— START OF Listed entries —
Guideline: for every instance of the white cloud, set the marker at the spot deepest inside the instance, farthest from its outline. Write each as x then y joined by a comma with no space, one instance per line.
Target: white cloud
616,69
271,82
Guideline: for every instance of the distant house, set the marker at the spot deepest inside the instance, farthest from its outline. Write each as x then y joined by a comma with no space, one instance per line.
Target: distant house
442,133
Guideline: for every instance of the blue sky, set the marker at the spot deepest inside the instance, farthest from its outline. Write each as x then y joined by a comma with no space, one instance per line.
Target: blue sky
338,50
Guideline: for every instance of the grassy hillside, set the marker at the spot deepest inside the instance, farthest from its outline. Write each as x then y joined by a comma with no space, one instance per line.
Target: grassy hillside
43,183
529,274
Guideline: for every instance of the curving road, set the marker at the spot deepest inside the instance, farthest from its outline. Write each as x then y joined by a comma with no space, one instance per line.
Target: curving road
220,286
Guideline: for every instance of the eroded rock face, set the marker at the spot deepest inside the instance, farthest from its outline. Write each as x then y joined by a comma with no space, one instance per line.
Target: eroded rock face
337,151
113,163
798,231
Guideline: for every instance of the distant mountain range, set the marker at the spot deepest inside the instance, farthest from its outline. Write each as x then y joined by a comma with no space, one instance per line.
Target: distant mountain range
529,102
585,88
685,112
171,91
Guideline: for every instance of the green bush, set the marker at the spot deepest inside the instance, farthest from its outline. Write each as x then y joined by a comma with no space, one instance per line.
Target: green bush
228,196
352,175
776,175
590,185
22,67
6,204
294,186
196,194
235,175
— END OF Listed entries —
◆ Work to be completed: Present every line above as a Markdown table with two columns, No. and Line. Number the rows in order and leave out any blank lines.

◆ Result for this exercise:
| No. | Line |
|---|---|
| 1 | Guideline: for every instance of the white cloud, set the marker at the spot deepest inside the instance, farthest from its outline. Write each as x then y joined by a comma with no space, one instance per line. |
| 2 | Target: white cloud |
| 3 | 616,69 |
| 4 | 271,82 |
| 5 | Guideline: for every instance of the distant house, set the marker at the spot deepest inside the instance, farthest from its outline. Write each as x then y joined by a comma with no space, one instance per line. |
| 6 | Target: distant house |
| 7 | 442,133 |
| 8 | Guideline: for every instance of the blue sky, set the marker at the spot deepest inside the instance, farthest from its outline. Write each as x then y joined by a comma with no space, one instance per line. |
| 9 | Target: blue sky |
| 10 | 338,50 |
| 11 | Guideline: for every instance of the grassy hillside, set the marker at the spot deepest inside the instance, farthest from its outline. Write each as x then y joined by a comma with no space, one instance per line. |
| 12 | Target: grassy hillside |
| 13 | 43,183 |
| 14 | 529,274 |
| 15 | Guideline: for every instance of the curving road, set the marker at the spot deepest inside the instance, farthest from its outline. Write each as x then y joined by a comma with no space, one instance per line. |
| 16 | Target: curving road |
| 17 | 220,286 |
| 18 | Guideline: for every instance of the eroded rock face, set the marker at the spot deepest inside the instance, farthest from its outline. Write each as x then y joined by a comma with no space, one instance per line. |
| 19 | Target: eroded rock face |
| 20 | 337,151 |
| 21 | 113,163 |
| 22 | 798,231 |
| 23 | Guideline: for every instance of the distant mountain range, set the marker at the spot deepest inside the instance, farthest from its outline. Write each as x then y joined by a comma with no space, one instance per line. |
| 24 | Target: distant mountain range |
| 25 | 529,102 |
| 26 | 585,88 |
| 27 | 685,112 |
| 28 | 171,91 |
| 29 | Guideline: for every instance of the green bush, set the marker at the spot deepest inside the instance, farthest from its outline. Write each as x then y joined by a comma with no space, one instance per line. |
| 30 | Target: green bush |
| 31 | 228,196 |
| 32 | 352,175 |
| 33 | 776,175 |
| 34 | 590,185 |
| 35 | 22,67 |
| 36 | 6,204 |
| 37 | 294,186 |
| 38 | 196,194 |
| 39 | 235,175 |